[Saved entries]

-- Opening Marker --

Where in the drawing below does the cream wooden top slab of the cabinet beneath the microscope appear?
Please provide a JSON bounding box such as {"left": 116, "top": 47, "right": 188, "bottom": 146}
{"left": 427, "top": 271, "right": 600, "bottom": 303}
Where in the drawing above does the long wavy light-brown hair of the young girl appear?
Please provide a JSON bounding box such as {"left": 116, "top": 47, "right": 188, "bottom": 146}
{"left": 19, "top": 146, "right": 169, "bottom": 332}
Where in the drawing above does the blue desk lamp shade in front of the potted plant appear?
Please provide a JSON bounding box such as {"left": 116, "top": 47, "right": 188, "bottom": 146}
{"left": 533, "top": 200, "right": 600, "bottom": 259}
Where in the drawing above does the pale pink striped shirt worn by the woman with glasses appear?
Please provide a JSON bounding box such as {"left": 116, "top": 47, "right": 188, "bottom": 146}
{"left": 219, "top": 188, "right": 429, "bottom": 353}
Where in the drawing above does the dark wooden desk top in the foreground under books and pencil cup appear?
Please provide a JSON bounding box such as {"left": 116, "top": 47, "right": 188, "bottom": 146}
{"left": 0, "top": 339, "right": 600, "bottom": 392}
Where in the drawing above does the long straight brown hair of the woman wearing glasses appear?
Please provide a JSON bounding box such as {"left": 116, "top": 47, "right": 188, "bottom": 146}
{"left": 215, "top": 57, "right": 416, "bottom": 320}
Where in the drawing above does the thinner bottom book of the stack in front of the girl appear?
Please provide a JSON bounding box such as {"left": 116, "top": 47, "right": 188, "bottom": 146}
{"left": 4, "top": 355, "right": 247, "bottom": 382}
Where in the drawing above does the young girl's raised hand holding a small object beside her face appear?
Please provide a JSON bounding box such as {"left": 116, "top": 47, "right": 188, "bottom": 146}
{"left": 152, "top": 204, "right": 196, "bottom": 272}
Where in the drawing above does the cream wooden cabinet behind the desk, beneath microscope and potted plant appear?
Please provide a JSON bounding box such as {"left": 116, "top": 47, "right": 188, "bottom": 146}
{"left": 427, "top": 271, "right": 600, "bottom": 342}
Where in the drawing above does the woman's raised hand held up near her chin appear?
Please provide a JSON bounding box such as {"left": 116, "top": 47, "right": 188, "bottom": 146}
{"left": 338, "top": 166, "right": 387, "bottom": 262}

-- Closing Marker --

Read the entries above, then pull out the lines that include "plant".

Solution for this problem:
Where in the drawing above does the blue desk lamp shade in front of the potted plant appear?
Where in the drawing above does the cream wooden cabinet behind the desk, beneath microscope and potted plant appear?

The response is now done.